### Data records
-- begin --
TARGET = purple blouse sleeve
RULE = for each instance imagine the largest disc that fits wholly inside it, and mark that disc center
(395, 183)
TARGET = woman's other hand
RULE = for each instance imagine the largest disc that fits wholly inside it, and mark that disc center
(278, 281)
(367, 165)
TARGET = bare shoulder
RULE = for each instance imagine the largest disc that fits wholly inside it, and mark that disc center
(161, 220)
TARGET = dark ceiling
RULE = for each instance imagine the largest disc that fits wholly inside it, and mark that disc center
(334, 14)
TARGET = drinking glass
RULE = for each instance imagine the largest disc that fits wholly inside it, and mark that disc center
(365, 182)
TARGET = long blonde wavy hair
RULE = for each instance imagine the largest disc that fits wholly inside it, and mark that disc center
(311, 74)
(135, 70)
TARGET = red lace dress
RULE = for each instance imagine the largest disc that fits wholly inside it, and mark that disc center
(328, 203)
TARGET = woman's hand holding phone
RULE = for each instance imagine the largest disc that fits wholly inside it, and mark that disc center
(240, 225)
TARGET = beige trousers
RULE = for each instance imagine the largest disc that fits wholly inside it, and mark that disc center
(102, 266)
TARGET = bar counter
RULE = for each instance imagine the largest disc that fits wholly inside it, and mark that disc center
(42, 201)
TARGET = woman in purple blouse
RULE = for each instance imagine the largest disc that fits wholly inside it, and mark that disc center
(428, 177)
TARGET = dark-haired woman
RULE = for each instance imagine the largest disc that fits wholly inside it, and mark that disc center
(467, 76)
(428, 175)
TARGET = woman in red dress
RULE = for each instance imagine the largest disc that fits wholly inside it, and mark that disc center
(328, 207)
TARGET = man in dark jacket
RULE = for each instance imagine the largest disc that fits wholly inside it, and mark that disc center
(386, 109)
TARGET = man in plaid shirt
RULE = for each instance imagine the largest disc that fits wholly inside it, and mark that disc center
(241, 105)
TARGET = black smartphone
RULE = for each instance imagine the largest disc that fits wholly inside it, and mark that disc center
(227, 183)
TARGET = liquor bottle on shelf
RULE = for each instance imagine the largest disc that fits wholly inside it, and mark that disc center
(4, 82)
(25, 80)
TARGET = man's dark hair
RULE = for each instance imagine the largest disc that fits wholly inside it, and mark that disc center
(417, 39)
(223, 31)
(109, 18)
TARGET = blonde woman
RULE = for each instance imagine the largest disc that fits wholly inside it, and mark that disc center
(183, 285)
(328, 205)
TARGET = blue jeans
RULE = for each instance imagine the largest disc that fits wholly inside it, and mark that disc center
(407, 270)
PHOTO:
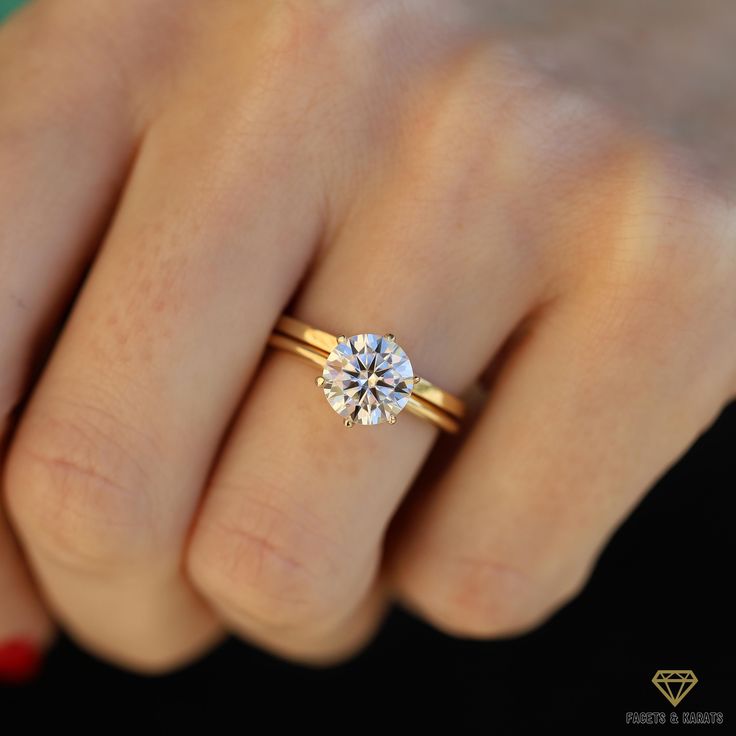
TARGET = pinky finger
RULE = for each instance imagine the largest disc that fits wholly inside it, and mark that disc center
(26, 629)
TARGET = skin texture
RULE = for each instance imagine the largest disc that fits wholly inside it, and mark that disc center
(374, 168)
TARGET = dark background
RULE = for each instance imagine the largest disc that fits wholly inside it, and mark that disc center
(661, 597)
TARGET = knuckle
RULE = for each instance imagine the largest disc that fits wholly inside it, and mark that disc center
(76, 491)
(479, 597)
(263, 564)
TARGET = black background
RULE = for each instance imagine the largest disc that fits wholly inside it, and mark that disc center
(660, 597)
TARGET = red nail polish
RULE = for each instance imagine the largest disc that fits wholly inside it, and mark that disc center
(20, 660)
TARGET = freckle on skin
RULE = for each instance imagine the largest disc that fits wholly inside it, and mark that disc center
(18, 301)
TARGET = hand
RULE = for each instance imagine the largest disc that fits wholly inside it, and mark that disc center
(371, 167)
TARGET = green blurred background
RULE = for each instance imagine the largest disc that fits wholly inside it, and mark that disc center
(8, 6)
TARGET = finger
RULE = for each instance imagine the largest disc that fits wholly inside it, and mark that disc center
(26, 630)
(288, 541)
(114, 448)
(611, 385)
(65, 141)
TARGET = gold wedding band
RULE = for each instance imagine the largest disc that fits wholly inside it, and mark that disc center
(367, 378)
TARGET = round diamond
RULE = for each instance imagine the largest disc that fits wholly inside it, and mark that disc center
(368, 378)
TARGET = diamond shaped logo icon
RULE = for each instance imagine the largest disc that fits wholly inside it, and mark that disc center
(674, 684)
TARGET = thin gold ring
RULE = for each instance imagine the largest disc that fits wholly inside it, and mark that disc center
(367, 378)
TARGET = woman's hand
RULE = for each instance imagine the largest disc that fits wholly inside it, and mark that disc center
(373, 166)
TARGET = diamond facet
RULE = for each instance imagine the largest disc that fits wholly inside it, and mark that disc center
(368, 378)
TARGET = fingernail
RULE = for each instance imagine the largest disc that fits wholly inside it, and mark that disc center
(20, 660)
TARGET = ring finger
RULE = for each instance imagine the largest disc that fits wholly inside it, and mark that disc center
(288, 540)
-- end --
-- begin --
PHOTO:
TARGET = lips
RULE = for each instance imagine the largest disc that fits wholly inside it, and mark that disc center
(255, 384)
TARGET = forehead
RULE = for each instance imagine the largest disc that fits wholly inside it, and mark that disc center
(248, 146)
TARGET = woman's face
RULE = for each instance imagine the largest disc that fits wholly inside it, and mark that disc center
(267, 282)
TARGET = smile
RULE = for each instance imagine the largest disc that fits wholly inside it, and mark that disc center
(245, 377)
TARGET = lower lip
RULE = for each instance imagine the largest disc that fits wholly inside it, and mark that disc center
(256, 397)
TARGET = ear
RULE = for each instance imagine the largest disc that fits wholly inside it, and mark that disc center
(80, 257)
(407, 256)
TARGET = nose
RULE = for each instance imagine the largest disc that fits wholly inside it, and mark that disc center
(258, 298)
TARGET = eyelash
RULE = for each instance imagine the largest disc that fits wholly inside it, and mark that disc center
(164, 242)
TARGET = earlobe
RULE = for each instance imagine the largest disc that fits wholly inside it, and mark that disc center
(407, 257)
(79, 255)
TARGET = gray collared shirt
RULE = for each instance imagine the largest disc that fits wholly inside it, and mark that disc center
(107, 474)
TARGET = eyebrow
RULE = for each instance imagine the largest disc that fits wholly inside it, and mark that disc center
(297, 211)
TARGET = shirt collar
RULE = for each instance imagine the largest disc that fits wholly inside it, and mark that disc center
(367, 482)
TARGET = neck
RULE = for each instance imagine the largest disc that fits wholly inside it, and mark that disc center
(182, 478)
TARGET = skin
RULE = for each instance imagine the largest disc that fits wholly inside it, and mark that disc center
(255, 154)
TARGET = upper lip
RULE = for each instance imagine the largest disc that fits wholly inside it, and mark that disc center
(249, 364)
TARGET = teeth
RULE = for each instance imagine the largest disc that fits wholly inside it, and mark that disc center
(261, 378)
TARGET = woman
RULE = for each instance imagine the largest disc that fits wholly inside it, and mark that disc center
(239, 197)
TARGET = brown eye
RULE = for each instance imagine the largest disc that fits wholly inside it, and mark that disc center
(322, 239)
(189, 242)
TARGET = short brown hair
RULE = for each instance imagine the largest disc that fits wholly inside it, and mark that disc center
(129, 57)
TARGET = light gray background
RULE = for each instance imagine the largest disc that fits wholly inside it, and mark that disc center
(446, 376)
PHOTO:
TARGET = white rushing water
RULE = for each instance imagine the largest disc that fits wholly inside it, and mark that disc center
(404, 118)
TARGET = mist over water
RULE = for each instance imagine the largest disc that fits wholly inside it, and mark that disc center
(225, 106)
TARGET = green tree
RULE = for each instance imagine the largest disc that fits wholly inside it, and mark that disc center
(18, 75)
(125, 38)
-- end --
### Task description
Filter the records above down to every line containing the string "woman", treating uppercase and lowercase as different.

### Answer for the task
TARGET = woman's other hand
TARGET = woman's hand holding phone
TARGET = woman in purple blouse
TARGET = dark-haired woman
TARGET = woman in red dress
TARGET = blonde woman
TARGET = woman's hand
TARGET = woman's face
TARGET = woman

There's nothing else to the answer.